» **Image point grounding data**
*** Block opens ***

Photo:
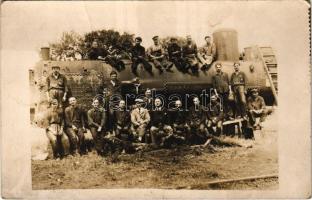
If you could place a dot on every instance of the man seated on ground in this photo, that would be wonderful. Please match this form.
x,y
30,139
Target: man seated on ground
x,y
140,118
75,126
178,119
96,120
156,54
160,127
215,117
207,53
189,53
148,99
95,52
138,57
256,109
197,118
122,121
55,131
114,59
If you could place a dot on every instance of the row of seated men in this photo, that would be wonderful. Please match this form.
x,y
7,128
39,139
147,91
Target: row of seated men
x,y
187,59
163,126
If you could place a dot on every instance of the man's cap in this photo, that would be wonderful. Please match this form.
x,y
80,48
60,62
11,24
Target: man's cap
x,y
213,97
139,39
138,100
54,101
155,37
113,72
173,39
236,63
253,90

*** Block closes ***

» **WHAT TO WORK ON**
Output the number of lines in the records above that contain the string "wonderful", and no other text.

» **TASK OUTPUT**
3